» **WRITTEN PROBLEM A**
Please repeat the rows word for word, starting at the first line of the rows and ending with the line containing "pixel 385 134".

In [1]:
import torch
import torch.nn as nn
import torch.nn.functional as F
import torch.nn.parallel
import torch.backends.cudnn as cudnn
import torch.optim as optim
import torch.utils.data
# import torchvision.datasets as dset
# import torchvision.transforms as transforms
# import torchvision.utils as vutils
from torch.autograd import Variable


class PhaseShuffle(nn.Module):
    """
    Performs phase shuffling, i.e. shifting feature axis of a 3D tensor
    by a random integer in {-n, n} and performing reflection padding where
    necessary
    """
    def __init__(self, n):
        super(PhaseShuffle, self).__init__()
        self.n = n
        
    def forward(self, x):
        # Make sure to use PyTorch to generate number RNG state is all shared
        k = int(torch.Tensor(1).random_(0,self.n + 1)) - 5
        
        # Return if no phase shift
        if k == 0:
            return x
        
        # Slice feature dimension
        if k > 0:
            x_trunc = x[:, :, :-k]
            pad = (0, k)
        else:
            x_trunc = x[:, :, -k:]
            pad = (-k, 0)
        
        # Reflection padding
        x_shuffle = F.pad(x_trunc, pad, mode='reflect')
        assert x_shuffle.shape == x.shape, "{}, {}".format(x_shuffle.shape, x.shape)
        return x_shuffle
        


class WaveGANGenerator(nn.Module):
    def __init__(self, d, ngpu, c=1, latent_dim=100, verbose=False):
        super(WaveGANGenerator, self).__init__()
        self.ngpu = ngpu
        self.d = d
        self.c = c
        self.latent_dim = latent_dim
        self.fc1 = nn.Linear(100, 256*d)

» **DATA TO PROCESS**
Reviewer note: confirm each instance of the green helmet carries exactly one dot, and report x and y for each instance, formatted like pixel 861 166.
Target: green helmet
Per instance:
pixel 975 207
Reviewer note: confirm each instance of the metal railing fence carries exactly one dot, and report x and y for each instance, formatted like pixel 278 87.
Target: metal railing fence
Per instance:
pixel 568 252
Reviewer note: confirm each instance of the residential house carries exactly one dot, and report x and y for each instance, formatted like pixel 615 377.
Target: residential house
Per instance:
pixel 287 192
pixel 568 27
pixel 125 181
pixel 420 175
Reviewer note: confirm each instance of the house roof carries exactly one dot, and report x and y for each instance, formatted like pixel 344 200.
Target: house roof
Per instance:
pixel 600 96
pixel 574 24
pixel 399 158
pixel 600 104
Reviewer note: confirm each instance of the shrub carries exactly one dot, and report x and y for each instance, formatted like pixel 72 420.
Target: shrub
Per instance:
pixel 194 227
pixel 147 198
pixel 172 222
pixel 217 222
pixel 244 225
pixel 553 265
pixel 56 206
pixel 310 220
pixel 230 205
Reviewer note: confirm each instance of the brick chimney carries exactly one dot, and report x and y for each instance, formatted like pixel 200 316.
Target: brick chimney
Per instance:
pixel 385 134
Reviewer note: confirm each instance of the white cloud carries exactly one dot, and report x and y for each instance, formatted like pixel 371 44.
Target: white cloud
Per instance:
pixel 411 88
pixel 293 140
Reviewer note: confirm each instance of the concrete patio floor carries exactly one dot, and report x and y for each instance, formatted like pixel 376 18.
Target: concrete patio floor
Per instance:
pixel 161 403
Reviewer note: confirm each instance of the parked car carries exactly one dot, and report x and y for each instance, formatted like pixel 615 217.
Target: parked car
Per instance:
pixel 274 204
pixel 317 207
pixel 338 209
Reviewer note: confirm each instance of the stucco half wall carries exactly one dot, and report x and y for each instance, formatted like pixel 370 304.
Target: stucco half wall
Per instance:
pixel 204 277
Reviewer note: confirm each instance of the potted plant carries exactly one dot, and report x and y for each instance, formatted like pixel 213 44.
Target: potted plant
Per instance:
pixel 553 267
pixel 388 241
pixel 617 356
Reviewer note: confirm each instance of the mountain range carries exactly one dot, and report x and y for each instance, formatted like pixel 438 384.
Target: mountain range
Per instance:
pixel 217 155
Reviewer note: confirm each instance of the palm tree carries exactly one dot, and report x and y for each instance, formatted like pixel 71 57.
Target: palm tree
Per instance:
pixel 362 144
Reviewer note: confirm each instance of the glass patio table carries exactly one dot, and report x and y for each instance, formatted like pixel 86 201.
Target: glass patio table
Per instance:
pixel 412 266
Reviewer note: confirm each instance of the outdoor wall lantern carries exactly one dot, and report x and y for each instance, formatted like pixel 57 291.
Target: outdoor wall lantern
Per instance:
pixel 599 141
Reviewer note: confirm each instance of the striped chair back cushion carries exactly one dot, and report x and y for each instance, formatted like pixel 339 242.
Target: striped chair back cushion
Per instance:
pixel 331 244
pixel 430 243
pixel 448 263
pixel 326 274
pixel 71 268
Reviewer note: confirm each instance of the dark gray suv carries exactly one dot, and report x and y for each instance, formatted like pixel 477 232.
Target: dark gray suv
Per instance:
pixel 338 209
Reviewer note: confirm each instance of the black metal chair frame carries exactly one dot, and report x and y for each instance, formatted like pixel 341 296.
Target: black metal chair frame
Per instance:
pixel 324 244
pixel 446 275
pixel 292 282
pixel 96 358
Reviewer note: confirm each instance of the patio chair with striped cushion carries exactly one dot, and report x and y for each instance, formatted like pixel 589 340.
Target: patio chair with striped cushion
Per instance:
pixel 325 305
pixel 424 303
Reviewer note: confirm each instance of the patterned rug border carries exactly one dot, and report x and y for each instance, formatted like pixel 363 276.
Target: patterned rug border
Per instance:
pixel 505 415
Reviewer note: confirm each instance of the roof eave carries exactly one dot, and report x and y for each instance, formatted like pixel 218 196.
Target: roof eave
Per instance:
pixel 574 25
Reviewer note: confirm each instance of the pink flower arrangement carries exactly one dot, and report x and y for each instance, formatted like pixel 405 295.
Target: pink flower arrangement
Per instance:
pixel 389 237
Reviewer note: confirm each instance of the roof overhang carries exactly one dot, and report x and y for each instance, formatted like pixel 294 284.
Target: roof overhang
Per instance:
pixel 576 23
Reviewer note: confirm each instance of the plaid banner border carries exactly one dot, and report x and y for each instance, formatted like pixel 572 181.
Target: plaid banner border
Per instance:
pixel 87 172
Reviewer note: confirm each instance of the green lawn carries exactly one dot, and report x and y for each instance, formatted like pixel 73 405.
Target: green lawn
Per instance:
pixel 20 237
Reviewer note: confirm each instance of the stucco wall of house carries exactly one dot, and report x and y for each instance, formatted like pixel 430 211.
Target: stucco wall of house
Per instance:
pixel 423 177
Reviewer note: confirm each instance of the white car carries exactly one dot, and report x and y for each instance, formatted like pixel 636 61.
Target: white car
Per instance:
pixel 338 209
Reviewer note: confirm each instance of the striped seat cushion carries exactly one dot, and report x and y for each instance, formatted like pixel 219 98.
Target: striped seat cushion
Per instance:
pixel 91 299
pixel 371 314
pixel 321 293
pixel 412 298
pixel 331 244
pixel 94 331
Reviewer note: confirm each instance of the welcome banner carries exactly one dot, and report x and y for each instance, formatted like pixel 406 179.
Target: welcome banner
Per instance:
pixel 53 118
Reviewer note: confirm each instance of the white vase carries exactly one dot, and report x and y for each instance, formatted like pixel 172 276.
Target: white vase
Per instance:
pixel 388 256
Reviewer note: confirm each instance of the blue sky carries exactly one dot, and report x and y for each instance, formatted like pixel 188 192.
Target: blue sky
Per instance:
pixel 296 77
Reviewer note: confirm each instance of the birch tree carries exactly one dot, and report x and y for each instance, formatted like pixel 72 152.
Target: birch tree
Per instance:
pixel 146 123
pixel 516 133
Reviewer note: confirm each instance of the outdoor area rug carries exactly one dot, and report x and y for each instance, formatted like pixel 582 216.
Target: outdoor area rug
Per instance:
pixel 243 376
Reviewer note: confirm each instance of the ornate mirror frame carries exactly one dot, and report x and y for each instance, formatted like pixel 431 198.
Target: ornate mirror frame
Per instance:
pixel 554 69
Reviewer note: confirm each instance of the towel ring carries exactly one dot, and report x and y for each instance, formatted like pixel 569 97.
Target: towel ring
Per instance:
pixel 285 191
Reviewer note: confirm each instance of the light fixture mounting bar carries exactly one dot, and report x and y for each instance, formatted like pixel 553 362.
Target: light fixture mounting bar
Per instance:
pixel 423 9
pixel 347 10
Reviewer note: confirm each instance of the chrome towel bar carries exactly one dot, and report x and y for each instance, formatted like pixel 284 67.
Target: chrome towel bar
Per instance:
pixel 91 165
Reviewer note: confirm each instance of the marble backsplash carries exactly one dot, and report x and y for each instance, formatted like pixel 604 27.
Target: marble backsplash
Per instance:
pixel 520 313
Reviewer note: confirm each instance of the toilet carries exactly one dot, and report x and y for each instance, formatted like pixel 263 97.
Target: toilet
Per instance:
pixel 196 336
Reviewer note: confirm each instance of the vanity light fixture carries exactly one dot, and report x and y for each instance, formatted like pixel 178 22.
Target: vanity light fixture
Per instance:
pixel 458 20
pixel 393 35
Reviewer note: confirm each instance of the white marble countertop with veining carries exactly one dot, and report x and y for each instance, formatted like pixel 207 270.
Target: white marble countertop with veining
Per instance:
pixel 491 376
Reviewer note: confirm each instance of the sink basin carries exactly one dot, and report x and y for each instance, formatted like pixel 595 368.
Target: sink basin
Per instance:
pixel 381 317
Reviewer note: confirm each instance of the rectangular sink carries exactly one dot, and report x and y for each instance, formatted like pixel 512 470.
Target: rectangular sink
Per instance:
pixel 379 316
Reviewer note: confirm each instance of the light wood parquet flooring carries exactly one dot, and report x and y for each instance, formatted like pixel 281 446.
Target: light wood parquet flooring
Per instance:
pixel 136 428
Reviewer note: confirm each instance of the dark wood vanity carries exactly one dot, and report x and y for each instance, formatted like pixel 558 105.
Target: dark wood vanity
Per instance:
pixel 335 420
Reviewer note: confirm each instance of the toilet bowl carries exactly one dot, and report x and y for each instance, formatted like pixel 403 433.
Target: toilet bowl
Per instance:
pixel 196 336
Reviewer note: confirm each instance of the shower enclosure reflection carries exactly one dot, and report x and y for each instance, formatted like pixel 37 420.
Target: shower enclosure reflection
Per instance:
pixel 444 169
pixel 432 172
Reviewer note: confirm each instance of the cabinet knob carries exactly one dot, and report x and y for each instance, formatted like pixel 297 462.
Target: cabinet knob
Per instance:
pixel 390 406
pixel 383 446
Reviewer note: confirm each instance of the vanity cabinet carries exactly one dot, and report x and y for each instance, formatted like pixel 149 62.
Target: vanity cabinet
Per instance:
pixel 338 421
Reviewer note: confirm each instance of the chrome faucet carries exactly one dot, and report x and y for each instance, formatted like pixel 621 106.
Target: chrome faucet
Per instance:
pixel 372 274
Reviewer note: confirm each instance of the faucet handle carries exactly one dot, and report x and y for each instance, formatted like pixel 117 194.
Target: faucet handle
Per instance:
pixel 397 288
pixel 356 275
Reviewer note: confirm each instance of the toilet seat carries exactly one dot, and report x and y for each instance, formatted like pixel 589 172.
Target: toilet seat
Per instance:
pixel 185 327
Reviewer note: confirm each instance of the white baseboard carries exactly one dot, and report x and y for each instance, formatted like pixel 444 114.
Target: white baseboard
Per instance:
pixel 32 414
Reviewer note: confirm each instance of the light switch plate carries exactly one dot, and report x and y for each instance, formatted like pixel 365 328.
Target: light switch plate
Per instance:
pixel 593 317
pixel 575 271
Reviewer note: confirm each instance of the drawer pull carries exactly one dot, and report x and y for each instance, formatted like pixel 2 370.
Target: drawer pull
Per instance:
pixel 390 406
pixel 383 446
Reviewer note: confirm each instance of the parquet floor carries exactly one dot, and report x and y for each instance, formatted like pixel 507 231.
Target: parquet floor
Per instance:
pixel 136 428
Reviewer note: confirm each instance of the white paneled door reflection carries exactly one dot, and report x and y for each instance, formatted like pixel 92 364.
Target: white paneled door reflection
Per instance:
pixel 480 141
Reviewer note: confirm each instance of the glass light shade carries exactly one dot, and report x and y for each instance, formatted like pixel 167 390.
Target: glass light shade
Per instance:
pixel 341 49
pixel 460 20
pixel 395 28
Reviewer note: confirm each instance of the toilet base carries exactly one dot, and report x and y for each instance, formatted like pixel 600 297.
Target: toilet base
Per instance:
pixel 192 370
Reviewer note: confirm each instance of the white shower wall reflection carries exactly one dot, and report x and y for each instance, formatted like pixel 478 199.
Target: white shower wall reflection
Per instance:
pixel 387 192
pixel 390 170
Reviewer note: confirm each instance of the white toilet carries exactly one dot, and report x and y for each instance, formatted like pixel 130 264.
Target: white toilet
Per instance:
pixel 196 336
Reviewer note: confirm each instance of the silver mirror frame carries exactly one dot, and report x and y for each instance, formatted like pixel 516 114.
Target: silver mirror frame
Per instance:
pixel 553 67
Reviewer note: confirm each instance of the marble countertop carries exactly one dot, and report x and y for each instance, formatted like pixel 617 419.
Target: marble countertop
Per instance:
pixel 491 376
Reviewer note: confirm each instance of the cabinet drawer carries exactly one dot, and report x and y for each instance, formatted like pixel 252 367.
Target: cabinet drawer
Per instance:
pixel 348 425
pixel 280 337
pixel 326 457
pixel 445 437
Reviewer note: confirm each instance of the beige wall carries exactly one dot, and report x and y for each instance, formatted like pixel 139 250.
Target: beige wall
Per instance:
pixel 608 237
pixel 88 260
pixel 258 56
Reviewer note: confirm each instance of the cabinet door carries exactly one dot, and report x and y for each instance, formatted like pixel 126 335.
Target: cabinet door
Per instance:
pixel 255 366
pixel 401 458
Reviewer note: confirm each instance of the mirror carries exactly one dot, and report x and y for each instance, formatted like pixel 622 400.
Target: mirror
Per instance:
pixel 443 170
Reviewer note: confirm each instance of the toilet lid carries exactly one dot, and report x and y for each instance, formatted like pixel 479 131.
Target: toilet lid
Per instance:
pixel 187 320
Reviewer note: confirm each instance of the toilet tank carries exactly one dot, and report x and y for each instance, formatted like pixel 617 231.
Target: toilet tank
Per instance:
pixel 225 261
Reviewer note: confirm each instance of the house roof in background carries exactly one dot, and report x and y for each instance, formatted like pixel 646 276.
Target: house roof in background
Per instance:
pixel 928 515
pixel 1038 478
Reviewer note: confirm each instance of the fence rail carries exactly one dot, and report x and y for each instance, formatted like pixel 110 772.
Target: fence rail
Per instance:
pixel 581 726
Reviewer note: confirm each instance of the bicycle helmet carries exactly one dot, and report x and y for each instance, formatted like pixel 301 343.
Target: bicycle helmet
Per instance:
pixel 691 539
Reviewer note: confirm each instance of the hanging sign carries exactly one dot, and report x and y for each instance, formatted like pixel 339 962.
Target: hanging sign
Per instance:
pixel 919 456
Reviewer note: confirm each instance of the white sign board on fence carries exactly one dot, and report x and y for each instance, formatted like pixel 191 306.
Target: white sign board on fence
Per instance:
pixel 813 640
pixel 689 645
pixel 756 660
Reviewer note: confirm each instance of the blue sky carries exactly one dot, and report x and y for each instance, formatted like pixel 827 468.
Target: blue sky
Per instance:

» **WRITTEN PROBLEM B**
Transcribe the PyTorch code verbatim from "Performs phase shuffling, i.e." to "super(PhaseShuffle, self).__init__()".

» **RESULT A**
Reviewer note: confirm each instance of the green helmet carries exactly one dot, and report x and y for each instance, formatted like pixel 861 166.
Target: green helmet
Per instance:
pixel 975 207
Reviewer note: confirm each instance of the metal railing fence carries exactly one dot, and report x and y for each instance, formatted like pixel 278 87.
Target: metal railing fence
Per instance:
pixel 568 252
Reviewer note: confirm each instance of the residential house carries exactly one dot, and report x and y for each instance, formatted like pixel 615 377.
Target: residential house
Per instance:
pixel 287 192
pixel 568 27
pixel 125 181
pixel 420 175
Reviewer note: confirm each instance of the house roof carries exactly one dot, and report x and y for each instance, formatted like pixel 344 200.
Target: house roof
Per instance:
pixel 600 96
pixel 574 24
pixel 399 158
pixel 600 104
Reviewer note: confirm each instance of the shrub carries exactly one dot, and report x and y for each instance, formatted like pixel 72 420.
Target: shrub
Per instance:
pixel 194 227
pixel 147 198
pixel 172 222
pixel 217 222
pixel 244 225
pixel 553 265
pixel 56 206
pixel 310 220
pixel 230 205
Reviewer note: confirm each instance of the brick chimney carries exactly one dot, and report x and y for each instance, formatted like pixel 200 316.
Target: brick chimney
Per instance:
pixel 385 134

» **RESULT B**
Performs phase shuffling, i.e. shifting feature axis of a 3D tensor
    by a random integer in {-n, n} and performing reflection padding where
    necessary
    """
    def __init__(self, n):
        super(PhaseShuffle, self).__init__()